Excerpts of annotation records:
>> Begin

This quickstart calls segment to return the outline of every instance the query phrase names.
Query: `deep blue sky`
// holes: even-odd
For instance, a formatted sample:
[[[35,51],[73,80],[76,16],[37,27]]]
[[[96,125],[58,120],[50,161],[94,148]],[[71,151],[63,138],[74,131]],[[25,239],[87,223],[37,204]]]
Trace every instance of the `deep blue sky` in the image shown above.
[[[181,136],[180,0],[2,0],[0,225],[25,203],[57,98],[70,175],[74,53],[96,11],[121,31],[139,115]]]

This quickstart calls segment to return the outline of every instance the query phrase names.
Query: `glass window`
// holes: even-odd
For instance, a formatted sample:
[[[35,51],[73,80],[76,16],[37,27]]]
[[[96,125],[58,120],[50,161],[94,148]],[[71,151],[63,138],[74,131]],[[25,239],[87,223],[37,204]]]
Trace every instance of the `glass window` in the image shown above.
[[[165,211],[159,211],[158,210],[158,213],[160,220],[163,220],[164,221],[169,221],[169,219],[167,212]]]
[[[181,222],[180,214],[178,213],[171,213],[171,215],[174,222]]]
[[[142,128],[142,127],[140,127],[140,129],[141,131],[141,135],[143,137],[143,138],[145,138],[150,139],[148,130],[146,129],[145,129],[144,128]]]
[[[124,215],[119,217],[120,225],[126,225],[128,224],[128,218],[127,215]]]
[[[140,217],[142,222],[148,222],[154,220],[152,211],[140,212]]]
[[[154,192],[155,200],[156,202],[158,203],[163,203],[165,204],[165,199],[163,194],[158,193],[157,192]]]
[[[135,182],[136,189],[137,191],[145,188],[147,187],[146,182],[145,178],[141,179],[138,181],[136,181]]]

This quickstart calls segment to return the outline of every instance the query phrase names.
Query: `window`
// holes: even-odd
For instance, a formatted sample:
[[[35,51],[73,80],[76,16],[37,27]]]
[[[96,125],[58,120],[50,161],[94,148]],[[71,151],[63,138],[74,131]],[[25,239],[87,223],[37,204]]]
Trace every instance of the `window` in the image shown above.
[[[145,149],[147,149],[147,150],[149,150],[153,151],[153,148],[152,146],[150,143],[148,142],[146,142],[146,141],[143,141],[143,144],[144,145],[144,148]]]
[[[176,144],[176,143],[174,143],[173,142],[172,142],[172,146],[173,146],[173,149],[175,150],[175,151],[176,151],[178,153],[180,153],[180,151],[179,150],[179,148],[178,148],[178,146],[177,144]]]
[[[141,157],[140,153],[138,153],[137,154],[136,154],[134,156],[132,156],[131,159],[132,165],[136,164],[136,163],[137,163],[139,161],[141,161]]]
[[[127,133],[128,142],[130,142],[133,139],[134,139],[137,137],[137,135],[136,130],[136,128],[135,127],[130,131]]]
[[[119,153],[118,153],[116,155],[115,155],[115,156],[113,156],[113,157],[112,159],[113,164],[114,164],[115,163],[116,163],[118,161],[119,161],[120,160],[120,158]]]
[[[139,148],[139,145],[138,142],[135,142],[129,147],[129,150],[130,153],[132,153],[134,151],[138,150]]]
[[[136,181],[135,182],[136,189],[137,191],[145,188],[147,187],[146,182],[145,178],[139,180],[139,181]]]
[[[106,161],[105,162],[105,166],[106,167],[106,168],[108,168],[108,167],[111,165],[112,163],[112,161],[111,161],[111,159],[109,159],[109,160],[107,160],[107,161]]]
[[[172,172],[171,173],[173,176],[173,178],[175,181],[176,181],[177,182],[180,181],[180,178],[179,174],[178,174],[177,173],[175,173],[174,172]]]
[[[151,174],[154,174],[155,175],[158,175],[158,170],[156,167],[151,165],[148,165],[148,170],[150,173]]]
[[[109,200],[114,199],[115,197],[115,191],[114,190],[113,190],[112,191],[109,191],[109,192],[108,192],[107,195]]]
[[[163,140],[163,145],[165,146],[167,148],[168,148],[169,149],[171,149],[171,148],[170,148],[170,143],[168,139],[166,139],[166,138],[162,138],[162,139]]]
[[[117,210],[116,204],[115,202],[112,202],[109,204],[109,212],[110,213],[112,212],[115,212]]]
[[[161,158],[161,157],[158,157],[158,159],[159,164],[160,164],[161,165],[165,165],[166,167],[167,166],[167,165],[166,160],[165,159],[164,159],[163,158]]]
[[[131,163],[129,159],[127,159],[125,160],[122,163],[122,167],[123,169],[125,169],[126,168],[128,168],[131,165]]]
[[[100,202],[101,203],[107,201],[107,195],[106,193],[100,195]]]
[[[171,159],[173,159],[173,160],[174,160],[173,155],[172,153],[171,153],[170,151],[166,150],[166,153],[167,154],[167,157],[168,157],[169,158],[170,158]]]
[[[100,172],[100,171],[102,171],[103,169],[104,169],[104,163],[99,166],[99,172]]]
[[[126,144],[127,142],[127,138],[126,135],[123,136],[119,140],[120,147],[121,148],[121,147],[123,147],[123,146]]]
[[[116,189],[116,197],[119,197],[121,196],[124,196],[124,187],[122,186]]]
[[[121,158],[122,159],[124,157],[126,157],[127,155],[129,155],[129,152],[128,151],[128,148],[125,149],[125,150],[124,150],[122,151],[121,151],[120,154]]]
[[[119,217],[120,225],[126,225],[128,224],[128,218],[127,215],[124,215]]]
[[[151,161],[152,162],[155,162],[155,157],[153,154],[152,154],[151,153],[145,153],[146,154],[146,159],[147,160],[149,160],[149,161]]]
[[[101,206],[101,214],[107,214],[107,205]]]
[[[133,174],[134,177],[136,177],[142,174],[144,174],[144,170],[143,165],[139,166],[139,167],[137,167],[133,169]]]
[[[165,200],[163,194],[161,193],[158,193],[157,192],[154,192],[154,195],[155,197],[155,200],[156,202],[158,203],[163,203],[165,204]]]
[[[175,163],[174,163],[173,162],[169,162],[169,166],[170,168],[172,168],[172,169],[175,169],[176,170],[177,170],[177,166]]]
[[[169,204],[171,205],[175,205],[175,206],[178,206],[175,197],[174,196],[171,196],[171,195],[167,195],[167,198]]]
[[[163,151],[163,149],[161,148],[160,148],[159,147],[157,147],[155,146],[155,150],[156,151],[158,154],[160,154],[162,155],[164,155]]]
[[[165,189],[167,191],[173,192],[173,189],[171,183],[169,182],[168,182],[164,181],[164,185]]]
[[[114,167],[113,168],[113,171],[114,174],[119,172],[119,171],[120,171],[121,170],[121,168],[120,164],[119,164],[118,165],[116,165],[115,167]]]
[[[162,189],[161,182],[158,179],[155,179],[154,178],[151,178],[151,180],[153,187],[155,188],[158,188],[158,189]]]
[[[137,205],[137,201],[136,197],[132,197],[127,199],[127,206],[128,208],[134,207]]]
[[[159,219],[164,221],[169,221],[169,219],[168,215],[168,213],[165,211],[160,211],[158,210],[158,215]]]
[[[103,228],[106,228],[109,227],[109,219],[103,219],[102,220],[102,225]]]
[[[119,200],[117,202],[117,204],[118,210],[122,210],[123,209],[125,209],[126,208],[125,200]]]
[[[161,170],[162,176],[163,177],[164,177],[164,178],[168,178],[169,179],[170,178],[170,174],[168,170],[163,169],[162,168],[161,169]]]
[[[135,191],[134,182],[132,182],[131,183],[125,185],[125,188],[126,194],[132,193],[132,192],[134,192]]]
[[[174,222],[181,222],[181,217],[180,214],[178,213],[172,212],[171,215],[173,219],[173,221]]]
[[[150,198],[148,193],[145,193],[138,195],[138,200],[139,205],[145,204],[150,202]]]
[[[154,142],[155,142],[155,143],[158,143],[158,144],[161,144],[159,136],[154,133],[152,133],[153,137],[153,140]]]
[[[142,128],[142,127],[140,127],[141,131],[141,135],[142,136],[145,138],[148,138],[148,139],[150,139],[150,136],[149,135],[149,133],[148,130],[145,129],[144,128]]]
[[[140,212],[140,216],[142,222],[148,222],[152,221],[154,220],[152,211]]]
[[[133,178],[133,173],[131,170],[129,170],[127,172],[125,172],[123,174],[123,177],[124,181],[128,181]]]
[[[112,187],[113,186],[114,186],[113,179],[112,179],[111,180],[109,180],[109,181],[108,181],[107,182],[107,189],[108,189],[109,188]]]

>> End

■ Required task ■
Locate every line in the material above that contains the word "window", and copy each of those lines.

■ Task output ■
Query: `glass window`
Trace every instance of the `glass window` in the image shown above.
Query: `window`
Trace every instance of the `window` in the image shown above.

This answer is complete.